Required task -> Update the material below by changing every "canopy of fronds" to "crown of palm leaves" and keeping everything else the same, and leave the pictures out of your answer.

The records ->

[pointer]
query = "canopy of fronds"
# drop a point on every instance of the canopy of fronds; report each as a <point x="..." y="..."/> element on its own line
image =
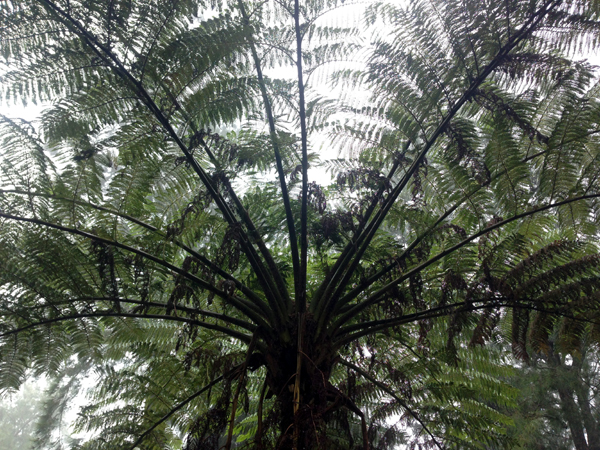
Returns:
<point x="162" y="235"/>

The reply ->
[pointer]
query = "crown of palm leaves"
# drop a point on every instance of the crown of palm leaves; report each as a <point x="..." y="..."/> element on its own line
image =
Returns:
<point x="162" y="235"/>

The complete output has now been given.